Do this
Copy every line of the data exactly, leaving nothing out.
>>>
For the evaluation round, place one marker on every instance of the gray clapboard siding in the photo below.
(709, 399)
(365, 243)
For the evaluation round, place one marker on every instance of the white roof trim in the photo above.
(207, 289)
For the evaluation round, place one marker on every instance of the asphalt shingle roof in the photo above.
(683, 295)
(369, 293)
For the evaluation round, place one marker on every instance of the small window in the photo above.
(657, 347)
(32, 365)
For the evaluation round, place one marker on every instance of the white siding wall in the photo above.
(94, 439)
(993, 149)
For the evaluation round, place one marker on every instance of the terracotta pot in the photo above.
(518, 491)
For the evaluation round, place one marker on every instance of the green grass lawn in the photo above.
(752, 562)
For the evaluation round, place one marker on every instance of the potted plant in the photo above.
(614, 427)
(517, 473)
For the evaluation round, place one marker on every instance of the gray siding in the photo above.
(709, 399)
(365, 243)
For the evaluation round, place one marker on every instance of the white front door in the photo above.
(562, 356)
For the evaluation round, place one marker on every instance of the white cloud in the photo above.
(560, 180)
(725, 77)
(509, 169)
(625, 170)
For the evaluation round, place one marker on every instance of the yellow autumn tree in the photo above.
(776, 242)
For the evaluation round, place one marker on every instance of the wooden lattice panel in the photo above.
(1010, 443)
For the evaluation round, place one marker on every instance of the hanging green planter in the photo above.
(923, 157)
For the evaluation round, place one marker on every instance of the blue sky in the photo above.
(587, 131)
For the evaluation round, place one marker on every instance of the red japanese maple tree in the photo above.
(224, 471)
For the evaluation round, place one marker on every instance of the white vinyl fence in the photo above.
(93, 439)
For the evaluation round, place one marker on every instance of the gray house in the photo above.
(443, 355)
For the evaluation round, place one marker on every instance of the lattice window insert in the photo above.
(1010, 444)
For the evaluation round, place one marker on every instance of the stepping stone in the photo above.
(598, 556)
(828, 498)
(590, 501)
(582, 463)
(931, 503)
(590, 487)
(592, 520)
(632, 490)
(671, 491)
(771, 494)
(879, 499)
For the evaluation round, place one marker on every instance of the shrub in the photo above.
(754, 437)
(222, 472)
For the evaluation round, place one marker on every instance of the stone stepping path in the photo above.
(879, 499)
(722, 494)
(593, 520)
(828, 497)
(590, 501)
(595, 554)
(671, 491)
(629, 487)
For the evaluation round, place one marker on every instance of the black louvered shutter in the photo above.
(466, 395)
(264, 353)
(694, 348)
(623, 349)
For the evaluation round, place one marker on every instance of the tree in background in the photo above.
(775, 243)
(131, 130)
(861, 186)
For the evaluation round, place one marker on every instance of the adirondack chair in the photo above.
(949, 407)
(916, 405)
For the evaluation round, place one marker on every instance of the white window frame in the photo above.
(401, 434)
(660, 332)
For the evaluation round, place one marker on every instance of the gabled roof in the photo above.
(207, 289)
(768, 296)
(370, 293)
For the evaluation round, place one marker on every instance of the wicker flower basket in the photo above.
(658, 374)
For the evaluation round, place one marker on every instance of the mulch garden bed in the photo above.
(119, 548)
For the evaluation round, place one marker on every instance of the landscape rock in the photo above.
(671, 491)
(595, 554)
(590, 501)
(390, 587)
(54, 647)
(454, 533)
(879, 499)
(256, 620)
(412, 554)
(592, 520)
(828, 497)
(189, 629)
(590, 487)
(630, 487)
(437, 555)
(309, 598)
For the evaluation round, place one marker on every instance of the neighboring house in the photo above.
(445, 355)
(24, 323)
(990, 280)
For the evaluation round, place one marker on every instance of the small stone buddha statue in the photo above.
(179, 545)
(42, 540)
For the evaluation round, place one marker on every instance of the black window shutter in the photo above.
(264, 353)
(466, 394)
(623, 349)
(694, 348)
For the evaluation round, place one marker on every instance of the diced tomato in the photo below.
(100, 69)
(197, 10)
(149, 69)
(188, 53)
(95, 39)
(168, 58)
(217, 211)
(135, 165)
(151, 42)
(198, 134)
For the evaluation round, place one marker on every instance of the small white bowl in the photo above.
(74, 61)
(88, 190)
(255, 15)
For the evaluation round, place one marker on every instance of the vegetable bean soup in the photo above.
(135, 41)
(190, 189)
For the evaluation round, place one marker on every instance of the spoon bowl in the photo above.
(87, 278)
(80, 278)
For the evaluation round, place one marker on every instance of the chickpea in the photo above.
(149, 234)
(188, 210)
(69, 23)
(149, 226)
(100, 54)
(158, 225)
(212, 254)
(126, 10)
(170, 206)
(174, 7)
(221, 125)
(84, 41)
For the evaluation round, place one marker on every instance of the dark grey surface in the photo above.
<<<
Right answer
For the evaluation round, place one marker on every instance of the gray clapboard siding in the photo below.
(709, 399)
(365, 243)
For the evaluation round, place one marker on every instance of the white roof trim in the photo above.
(207, 289)
For the evaluation round, place one marker on every instance of the asphalt shingle roof in the photo above.
(683, 295)
(369, 293)
For the evaluation round, place one marker on every instance of the small window in the photo above.
(657, 347)
(32, 365)
For the evaluation round, place one marker on every instance of the white siding wall in the photo above.
(94, 439)
(993, 149)
For the evaluation round, place one marker on every instance of the terracotta pot in the photo above.
(518, 491)
For the evaluation round, place one marker on every instance of the green grass lawn in the photo above.
(752, 562)
For the evaluation round, place one marker on every instance of the potted plant in the photo above.
(614, 427)
(517, 473)
For the evaluation round, place one marker on every instance of the gray siding in the photo above.
(709, 399)
(365, 243)
For the evaluation round, place one marker on every instance of the white front door in the photo above.
(562, 356)
For the evaluation round, place one marker on every instance of the white cloud in the photo above.
(560, 180)
(725, 77)
(509, 169)
(625, 170)
For the evaluation round, place one marker on every instance of the yellow autumn tree in the photo above.
(776, 242)
For the evaluation round, place one marker on every instance of the wooden lattice panel in the photo above.
(1010, 443)
For the evaluation round, place one marker on every instance of the hanging green planter in the photo above.
(923, 157)
For the evaluation round, place one marker on every instance of the blue sky in the photo above.
(587, 131)
For the evaluation round, place one marker on every instance of the red japanese maple tree in the photo above.
(224, 471)
For the evaluation round, place one marker on every instance of the white vinyl fence in the photo above.
(93, 439)
For the evaluation round, place one marker on every instance of the gray house in the photo above.
(443, 355)
For the evaluation round, place one marker on every instance of the lattice window insert in the photo above.
(1010, 444)
For the evaluation round, place one marker on every instance of the stepping stone in the photo above.
(598, 556)
(828, 498)
(590, 501)
(582, 463)
(931, 503)
(590, 487)
(592, 520)
(632, 490)
(671, 491)
(771, 494)
(879, 499)
For the evaluation round, place one marker on every instance of the shrub in the photo above.
(754, 437)
(222, 472)
For the evaluation round, place one marker on every instance of the stone stepping path in the photo above.
(879, 499)
(722, 494)
(593, 520)
(828, 497)
(590, 501)
(595, 554)
(671, 491)
(629, 487)
For the evaluation round, place one marker on every instance of the black louvered shutter in the photo above.
(466, 395)
(264, 353)
(694, 348)
(623, 349)
For the evaluation round, place one marker on every instance of the tree in background in the photo above.
(775, 243)
(131, 130)
(861, 186)
For the evaluation round, place one marker on every instance of the adirondack chair in the photo above.
(949, 407)
(916, 405)
For the evaluation round, place one marker on every instance of the white window frame in the photo above.
(401, 434)
(660, 332)
For the evaluation round, place one marker on every instance of the gabled roof in the photo above.
(207, 289)
(768, 296)
(370, 293)
For the evaluation round, place one marker on every instance of the wicker flower basket in the photo above.
(658, 374)
For the evaluation round, place one marker on every instance of the mulch garden bed in the photo above.
(119, 548)
For the evaluation round, place one marker on every instance of the landscape rock in the photo above.
(671, 491)
(595, 554)
(590, 501)
(390, 587)
(54, 647)
(454, 533)
(879, 499)
(256, 620)
(412, 554)
(592, 520)
(828, 497)
(189, 629)
(590, 487)
(630, 487)
(437, 555)
(309, 598)
For the evaluation round, place one marker on every instance of the neighboring house in the photo above.
(445, 355)
(24, 323)
(990, 280)
For the evaluation round, place one marker on every instance of the small stone buddha statue in the photo above.
(179, 545)
(42, 540)
For the evaluation round, place one marker on every instance of the black window shutter in the photo above.
(264, 353)
(466, 394)
(623, 349)
(694, 348)
For the evaluation round, place one marker on every instance of the diced tomato in the photo below.
(100, 69)
(197, 10)
(149, 69)
(188, 53)
(95, 39)
(168, 58)
(217, 211)
(135, 165)
(151, 42)
(198, 134)
For the evaluation round, place one marker on every instance of the small white bowl in the photo above.
(74, 61)
(88, 190)
(255, 15)
For the evaluation round, place one marker on every instance of the vegetable bean soup in the photo above.
(135, 41)
(190, 189)
For the evaluation round, place one marker on every instance of the spoon bowl in the photo above.
(87, 278)
(80, 278)
For the evaluation round, place one marker on every instance of the chickpea in the photo above.
(149, 234)
(188, 210)
(69, 23)
(149, 226)
(100, 54)
(158, 225)
(212, 254)
(126, 10)
(170, 206)
(174, 7)
(221, 125)
(84, 41)
For the evaluation round, place one marker on every instance of the dark grey surface in the photo above.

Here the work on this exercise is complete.